» **TEXT EXCERPT**:

============================================================

India announces country-wide lockdown of 1.3 billion people in world's biggest coronavirus stay-at-home order yet

AFP via Getty Images
AFP via Getty Images

India is to go into total lockdown for 21 days in a bid to curb the spread of coronavirus.

The move marks the world's most extensive stay-at-home order yet, affecting 1.3 billion residents across the country.

Prime minister Narendra Modi said the extreme restrictions were necessary to "to save India" from the Covid-19 pandemic.

Announcing the historic measures in a televised address on Tuesday, Mr Modi said: "To save India and every Indian, there will be a total ban on venturing out of your homes."

He added that if the public failed to comply with the rules over the 21-day period, would be "set back by 21 years".

Indian health officials have reported 469 cases of the virus and 10 deaths so far.

Around three-quarters of the country were under lockdown on Tuesday prior to Mr Modi's announcement, with trains and bus services suspended across different states.

The new nationwide measures are set to come into force at midnight local time.

It comes as researchers predict that more than a million people could be infected with the disease in the country within eight weeks.

============================================================

» **DATA PROVIDED**:
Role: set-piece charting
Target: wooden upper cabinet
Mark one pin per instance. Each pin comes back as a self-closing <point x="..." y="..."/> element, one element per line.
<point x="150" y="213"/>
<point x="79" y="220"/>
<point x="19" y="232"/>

============================================================

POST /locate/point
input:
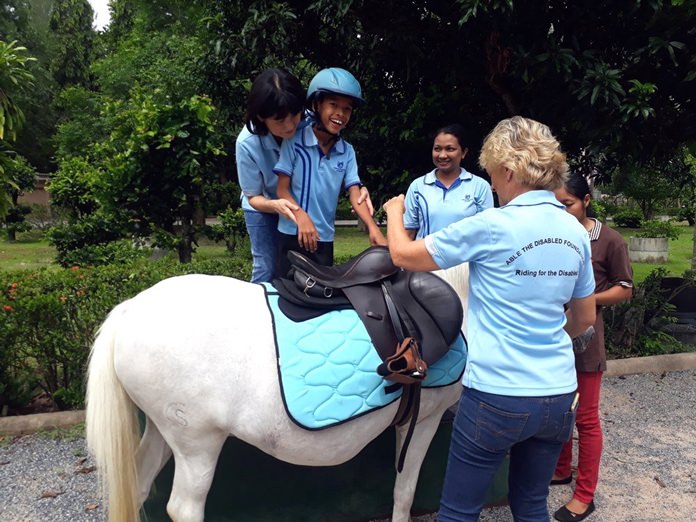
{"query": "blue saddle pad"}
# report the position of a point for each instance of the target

============================================================

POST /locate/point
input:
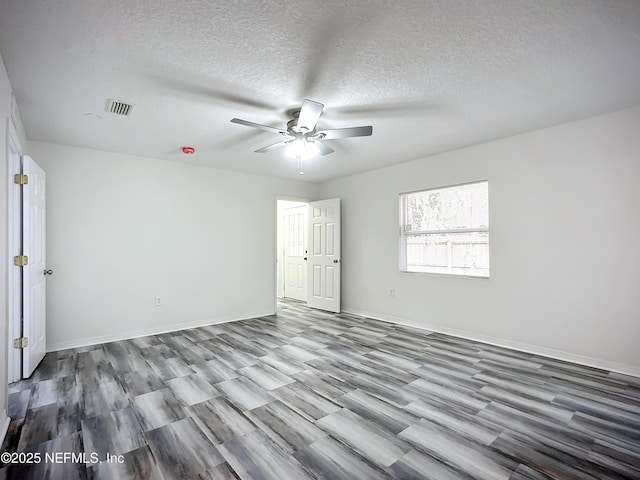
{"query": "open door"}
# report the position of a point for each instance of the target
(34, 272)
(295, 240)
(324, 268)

============================================================

» **QUESTIONS ON THE MATERIAL**:
(A) According to the news article on India's lockdown, how many cases of the virus and how many deaths had Indian health officials reported?
(B) Reproduce the news article on India's lockdown between "Prime minister Narendra" and "deaths so far.", inclusive.
The rows are separate material, unrelated to the news article on India's lockdown.

» **ANSWERS TO THE TASKS**:
(A) 469 cases and 10 deaths.

(B)
Prime minister Narendra Modi said the extreme restrictions were necessary to "to save India" from the Covid-19 pandemic.

Announcing the historic measures in a televised address on Tuesday, Mr Modi said: "To save India and every Indian, there will be a total ban on venturing out of your homes."

He added that if the public failed to comply with the rules over the 21-day period, would be "set back by 21 years".

Indian health officials have reported 469 cases of the virus and 10 deaths so far.